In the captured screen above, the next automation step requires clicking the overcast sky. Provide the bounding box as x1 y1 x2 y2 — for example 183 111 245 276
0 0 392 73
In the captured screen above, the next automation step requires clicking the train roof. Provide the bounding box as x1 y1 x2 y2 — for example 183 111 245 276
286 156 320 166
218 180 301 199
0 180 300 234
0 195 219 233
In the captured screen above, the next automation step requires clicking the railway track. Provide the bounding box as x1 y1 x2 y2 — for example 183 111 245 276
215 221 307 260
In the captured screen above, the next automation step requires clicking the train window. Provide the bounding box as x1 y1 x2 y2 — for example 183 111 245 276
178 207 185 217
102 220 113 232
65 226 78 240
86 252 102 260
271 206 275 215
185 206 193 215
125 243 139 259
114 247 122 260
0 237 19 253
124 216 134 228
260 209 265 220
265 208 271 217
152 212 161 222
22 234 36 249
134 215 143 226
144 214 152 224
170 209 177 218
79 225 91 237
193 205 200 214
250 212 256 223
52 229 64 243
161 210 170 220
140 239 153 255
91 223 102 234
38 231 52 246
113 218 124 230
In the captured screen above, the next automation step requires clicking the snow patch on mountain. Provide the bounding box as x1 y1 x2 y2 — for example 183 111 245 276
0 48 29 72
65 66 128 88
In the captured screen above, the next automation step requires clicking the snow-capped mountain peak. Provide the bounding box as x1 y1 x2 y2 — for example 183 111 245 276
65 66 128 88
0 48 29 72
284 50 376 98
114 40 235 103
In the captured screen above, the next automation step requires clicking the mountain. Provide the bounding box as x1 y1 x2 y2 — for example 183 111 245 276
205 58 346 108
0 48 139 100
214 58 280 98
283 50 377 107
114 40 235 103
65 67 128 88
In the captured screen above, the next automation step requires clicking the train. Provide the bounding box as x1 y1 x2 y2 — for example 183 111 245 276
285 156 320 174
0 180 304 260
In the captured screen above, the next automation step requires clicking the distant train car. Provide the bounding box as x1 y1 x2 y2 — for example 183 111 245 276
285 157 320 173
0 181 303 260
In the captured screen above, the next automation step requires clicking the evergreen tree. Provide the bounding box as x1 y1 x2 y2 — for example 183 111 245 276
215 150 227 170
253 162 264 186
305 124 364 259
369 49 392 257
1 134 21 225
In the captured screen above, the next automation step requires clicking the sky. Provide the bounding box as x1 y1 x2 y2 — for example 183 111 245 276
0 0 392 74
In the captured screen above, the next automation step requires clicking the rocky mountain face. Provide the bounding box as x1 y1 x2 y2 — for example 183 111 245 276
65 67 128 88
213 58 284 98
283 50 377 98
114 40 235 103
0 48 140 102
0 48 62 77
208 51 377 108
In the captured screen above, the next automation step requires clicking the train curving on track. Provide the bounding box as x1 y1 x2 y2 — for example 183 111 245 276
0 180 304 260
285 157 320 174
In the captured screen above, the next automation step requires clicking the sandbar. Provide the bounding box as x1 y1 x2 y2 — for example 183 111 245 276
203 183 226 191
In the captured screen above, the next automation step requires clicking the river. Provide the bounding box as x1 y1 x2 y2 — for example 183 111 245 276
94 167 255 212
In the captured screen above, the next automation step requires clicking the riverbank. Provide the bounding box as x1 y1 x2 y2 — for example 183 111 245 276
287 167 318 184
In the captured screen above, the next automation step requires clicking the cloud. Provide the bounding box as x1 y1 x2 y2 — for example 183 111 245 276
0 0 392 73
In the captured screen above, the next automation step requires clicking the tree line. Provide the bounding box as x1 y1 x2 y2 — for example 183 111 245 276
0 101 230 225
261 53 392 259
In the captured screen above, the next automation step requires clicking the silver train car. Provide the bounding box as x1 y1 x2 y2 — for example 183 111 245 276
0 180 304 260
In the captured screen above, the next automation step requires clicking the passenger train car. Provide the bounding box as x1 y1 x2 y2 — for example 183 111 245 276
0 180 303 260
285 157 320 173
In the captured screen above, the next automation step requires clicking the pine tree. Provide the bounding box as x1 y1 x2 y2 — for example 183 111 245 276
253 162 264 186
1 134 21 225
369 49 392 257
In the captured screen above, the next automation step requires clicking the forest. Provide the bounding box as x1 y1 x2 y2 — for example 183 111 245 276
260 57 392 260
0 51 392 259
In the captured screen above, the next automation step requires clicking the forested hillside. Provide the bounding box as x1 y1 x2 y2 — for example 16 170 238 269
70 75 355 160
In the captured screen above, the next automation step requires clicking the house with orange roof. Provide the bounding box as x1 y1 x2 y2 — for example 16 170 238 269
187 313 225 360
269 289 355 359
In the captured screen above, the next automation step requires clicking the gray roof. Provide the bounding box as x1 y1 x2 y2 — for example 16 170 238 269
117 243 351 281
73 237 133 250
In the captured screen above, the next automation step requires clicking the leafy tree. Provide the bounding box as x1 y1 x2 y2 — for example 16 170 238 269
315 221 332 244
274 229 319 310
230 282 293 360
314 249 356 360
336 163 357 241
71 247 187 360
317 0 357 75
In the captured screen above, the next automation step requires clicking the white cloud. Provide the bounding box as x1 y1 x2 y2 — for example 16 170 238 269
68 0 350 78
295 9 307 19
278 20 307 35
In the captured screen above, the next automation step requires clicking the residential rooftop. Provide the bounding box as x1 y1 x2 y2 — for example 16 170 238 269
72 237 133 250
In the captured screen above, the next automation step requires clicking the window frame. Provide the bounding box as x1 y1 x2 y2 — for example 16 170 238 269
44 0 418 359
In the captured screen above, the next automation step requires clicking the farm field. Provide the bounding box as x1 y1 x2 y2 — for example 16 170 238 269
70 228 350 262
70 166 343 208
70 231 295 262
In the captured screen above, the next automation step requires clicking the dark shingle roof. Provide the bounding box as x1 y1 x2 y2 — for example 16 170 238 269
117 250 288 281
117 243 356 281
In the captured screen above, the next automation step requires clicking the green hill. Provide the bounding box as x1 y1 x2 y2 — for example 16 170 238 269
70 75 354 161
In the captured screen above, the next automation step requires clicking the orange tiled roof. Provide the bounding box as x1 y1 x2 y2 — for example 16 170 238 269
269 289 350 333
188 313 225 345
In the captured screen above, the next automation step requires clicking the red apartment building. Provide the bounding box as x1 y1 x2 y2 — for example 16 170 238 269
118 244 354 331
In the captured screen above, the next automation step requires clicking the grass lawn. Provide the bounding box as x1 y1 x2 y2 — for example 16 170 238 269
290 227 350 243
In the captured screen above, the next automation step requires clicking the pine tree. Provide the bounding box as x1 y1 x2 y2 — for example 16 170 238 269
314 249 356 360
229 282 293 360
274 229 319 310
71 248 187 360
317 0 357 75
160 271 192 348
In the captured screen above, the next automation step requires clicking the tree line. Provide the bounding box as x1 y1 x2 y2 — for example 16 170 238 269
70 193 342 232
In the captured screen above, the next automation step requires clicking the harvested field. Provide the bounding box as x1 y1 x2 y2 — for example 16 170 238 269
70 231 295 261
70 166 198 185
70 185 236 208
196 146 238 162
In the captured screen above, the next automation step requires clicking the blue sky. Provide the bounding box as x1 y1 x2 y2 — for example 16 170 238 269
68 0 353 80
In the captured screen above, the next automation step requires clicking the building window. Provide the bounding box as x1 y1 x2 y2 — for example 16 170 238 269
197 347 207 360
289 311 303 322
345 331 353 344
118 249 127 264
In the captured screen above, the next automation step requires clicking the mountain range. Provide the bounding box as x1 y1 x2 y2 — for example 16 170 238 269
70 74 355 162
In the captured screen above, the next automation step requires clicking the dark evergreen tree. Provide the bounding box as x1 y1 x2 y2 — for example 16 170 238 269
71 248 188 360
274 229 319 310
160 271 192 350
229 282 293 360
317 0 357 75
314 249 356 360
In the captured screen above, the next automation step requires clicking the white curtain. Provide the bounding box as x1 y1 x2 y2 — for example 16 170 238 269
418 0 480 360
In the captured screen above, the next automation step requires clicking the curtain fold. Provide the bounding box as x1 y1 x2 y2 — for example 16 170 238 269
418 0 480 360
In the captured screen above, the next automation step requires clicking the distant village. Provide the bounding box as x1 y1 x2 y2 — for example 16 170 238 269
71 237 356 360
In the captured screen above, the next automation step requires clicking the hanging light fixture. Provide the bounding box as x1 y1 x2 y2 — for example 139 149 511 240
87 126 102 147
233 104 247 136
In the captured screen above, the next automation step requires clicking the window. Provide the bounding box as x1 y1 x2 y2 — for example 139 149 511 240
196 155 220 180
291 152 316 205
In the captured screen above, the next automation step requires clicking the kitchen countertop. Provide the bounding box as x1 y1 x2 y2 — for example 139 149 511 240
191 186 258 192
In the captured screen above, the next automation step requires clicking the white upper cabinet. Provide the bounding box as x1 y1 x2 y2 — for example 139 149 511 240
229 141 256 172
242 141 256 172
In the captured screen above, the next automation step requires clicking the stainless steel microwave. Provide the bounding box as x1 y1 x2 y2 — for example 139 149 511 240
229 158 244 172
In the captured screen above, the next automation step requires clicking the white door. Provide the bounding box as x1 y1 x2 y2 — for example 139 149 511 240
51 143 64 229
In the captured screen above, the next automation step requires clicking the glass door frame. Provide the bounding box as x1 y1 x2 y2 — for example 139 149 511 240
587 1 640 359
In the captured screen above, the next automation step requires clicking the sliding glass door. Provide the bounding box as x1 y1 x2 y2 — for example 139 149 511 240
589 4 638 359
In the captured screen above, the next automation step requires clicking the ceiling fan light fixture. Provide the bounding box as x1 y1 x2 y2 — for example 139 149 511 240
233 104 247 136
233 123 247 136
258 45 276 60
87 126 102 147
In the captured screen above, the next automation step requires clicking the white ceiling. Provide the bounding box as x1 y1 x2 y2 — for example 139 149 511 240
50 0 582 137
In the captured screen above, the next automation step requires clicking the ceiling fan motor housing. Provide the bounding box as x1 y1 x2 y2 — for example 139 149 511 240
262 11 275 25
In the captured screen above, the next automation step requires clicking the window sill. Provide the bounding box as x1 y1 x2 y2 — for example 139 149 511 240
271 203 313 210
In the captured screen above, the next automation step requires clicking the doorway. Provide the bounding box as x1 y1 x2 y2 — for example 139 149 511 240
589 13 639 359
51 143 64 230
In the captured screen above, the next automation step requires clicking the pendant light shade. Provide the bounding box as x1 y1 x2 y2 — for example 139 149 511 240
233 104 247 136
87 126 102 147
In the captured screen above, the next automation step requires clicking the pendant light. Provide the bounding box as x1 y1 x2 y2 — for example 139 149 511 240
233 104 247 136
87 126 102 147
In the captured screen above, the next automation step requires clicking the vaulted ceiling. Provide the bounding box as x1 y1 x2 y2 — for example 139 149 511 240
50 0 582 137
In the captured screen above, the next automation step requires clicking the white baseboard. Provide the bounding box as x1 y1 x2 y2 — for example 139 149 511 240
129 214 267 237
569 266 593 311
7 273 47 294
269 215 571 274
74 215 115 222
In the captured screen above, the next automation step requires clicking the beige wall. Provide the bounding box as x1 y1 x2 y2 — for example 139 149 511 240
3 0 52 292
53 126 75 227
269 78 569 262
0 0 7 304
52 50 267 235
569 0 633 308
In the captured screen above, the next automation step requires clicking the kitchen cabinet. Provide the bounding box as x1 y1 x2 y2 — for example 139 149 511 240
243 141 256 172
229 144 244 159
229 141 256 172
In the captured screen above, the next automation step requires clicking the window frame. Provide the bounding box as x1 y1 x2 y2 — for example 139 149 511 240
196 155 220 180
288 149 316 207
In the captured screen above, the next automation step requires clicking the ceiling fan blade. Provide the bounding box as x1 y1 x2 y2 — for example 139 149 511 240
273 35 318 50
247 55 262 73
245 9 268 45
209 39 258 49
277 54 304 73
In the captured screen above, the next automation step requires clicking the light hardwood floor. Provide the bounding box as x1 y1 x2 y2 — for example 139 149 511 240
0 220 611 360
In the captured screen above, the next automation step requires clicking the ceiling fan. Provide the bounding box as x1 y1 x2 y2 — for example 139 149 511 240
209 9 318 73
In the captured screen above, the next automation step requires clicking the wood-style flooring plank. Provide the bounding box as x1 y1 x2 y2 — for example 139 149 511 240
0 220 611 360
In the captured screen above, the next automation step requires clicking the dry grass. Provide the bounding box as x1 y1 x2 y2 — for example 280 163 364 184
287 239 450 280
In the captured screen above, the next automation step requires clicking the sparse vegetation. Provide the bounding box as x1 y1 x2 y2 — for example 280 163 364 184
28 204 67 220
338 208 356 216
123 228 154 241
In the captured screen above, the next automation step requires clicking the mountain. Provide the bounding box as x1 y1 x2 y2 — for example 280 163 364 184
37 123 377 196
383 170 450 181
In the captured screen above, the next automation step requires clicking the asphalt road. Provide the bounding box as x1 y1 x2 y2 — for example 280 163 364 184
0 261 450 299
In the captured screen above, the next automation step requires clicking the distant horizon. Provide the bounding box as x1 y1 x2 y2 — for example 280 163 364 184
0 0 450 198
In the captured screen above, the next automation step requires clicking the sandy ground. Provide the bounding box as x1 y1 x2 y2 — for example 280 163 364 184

────────────────────

Problem details:
Write out everything from the first line of the entries above down to and including the line that contains "113 218 124 230" as a JSON list of strings, one string per line, with blank lines left out.

Problem solution:
[
  "In the captured screen above, the next automation step requires clicking the overcast sky. Provide the bounding box as x1 y1 x2 y2 — for example 183 111 245 276",
  "0 0 392 73",
  "In the captured screen above, the next automation step requires clicking the train roof. Provide the bounding box as x1 y1 x2 y2 — for example 183 111 245 276",
  "286 156 320 166",
  "218 180 301 199",
  "0 180 300 234",
  "0 195 219 233",
  "In the captured screen above, the next automation step requires clicking the railway track. Provide the bounding box as x1 y1 x2 y2 — for example 183 111 245 276",
  "215 221 307 260",
  "In the captured screen above, the next automation step requires clicking the train window. Provide the bounding box as x1 y1 x2 y2 — for example 183 111 245 276",
  "178 207 185 217",
  "102 220 113 232",
  "65 226 78 240",
  "86 252 102 260",
  "271 206 275 215",
  "185 206 193 215",
  "125 243 139 259",
  "114 247 122 260",
  "0 237 19 253",
  "124 216 134 228",
  "260 209 265 220",
  "265 208 271 217",
  "152 212 161 222",
  "22 234 36 249",
  "134 215 143 226",
  "144 214 152 224",
  "170 209 177 218",
  "79 225 91 237",
  "193 205 200 214",
  "250 212 256 223",
  "52 229 64 243",
  "161 210 170 220",
  "140 239 153 255",
  "91 223 102 234",
  "38 231 52 246",
  "113 218 124 230"
]